Problem to work on: In the records below, copy everything from the line containing "the black high" down to the line containing "535 1134 594 1302", both of those lines included, reproducing each one character for character.

*** Recorded data ***

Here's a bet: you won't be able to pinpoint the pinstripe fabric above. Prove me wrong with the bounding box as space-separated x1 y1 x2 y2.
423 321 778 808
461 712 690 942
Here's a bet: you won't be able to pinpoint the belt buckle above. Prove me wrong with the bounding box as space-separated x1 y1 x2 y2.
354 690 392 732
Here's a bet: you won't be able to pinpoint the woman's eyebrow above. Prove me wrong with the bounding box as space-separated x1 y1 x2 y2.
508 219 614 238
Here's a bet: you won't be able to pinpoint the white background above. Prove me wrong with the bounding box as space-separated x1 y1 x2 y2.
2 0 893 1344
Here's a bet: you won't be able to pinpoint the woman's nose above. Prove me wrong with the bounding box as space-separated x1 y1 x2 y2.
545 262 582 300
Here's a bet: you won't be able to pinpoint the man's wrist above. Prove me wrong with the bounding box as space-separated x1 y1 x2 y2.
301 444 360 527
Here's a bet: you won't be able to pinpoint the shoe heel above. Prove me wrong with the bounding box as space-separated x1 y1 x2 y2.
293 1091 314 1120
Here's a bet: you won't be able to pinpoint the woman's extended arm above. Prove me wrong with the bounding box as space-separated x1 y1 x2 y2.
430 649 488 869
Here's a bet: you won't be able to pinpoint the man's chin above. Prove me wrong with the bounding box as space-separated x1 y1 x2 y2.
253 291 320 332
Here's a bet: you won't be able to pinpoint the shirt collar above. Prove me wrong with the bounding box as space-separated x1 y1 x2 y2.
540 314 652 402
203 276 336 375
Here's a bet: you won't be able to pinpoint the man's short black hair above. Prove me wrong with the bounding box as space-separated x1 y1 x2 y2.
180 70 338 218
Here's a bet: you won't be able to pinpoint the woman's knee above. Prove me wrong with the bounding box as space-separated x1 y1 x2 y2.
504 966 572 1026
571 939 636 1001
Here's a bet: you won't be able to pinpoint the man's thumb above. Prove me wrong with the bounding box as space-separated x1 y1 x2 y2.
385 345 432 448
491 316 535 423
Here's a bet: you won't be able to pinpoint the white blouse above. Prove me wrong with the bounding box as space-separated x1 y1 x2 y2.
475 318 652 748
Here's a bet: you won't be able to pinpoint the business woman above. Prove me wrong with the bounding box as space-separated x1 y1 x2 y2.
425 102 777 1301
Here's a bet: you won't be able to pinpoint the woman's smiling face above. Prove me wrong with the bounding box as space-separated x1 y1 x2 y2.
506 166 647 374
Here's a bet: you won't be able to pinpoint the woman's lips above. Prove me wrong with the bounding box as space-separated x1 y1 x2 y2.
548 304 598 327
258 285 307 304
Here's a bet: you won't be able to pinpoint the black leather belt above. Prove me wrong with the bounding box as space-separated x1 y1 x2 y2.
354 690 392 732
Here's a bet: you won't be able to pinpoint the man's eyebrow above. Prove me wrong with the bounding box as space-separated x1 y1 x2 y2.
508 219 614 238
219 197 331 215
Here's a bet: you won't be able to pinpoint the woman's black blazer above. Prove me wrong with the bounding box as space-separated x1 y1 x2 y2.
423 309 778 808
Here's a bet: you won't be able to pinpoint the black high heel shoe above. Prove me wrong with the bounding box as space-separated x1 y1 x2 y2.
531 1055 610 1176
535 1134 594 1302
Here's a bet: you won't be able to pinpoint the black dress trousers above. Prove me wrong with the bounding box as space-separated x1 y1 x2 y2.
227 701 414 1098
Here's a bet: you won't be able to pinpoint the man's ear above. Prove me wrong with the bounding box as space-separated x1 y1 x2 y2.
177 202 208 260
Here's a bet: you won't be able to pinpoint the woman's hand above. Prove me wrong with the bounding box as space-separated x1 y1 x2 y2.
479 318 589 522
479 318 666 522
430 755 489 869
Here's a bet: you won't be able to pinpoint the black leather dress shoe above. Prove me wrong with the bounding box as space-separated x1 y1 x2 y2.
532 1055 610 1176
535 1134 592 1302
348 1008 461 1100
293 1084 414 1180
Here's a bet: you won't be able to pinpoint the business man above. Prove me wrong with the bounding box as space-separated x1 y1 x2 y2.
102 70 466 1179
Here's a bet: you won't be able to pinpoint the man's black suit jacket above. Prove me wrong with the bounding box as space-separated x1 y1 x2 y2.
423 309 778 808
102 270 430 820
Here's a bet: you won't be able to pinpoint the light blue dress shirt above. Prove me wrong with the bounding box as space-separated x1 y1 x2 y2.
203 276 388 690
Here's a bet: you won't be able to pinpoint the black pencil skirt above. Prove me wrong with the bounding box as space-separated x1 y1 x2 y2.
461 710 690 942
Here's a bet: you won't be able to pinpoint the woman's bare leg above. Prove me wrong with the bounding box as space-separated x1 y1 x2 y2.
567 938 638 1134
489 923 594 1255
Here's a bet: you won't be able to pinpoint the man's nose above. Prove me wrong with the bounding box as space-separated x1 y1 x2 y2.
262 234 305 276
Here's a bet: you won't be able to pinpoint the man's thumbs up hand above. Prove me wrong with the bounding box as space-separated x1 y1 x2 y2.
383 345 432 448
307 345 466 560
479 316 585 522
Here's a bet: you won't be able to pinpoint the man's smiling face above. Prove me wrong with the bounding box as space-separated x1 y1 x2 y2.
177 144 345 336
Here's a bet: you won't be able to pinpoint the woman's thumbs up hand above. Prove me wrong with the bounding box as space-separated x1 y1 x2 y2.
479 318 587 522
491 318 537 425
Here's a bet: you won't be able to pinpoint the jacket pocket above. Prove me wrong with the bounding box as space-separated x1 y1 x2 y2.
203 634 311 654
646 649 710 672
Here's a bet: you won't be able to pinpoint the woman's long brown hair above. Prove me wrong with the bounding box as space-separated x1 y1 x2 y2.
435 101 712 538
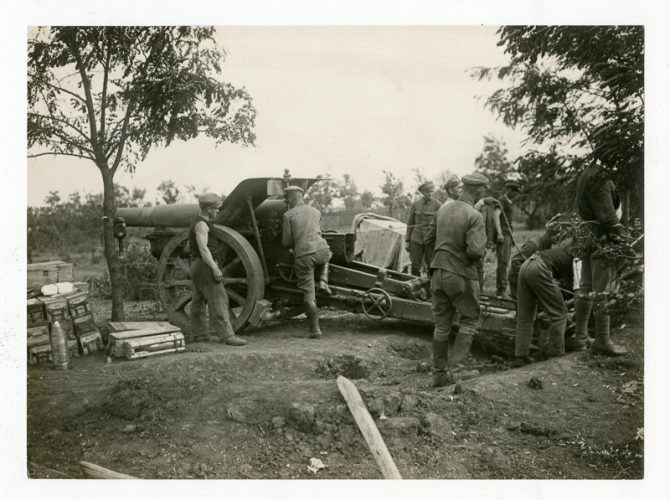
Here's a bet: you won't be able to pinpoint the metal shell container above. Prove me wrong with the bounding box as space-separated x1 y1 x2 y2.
51 320 70 370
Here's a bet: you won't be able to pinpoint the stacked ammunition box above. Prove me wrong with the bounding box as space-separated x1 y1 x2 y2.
27 260 73 289
27 299 51 365
64 291 104 356
27 296 79 365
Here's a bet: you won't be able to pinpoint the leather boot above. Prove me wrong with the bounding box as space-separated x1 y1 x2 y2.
317 262 333 295
566 292 593 351
305 303 321 339
433 340 452 387
450 324 475 365
591 313 628 356
221 335 247 347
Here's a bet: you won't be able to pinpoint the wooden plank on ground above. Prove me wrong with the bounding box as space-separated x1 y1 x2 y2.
337 375 402 479
107 321 179 332
109 326 181 340
79 461 137 479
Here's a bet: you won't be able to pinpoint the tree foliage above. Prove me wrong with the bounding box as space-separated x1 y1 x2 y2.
156 179 181 205
28 26 256 320
475 135 516 196
473 26 644 219
379 170 412 217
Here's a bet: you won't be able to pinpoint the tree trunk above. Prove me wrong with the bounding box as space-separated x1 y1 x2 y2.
100 167 125 321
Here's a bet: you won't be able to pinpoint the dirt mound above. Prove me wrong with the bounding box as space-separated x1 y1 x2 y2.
317 354 372 379
388 340 430 361
28 304 644 479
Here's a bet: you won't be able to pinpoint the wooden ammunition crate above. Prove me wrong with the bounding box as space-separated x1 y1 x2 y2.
28 342 51 365
64 291 91 319
28 324 49 347
107 321 185 359
27 260 74 288
39 295 76 344
38 295 70 323
28 340 79 365
125 332 186 359
78 330 105 356
27 299 49 329
72 281 91 295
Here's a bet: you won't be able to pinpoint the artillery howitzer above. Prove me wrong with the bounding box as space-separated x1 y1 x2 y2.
116 177 532 353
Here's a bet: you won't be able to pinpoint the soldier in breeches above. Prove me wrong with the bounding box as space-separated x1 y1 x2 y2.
575 164 626 356
405 182 440 276
188 193 247 346
513 244 573 366
427 174 488 387
282 186 332 338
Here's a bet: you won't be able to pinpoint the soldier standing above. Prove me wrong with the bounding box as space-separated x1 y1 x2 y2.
188 193 247 346
428 174 488 387
405 181 440 276
282 186 332 339
494 180 519 299
509 230 551 300
575 163 626 356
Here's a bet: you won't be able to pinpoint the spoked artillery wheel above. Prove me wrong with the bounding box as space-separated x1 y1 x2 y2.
158 225 265 336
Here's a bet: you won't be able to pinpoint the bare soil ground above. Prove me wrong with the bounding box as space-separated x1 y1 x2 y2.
27 303 644 479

***

Written response:
Here's a bet: you won't be able to pinpoint the black high heel shoe above. Prove me wrong with the bounding box as space-separated x1 y1 x2 y2.
531 1055 610 1176
535 1134 594 1302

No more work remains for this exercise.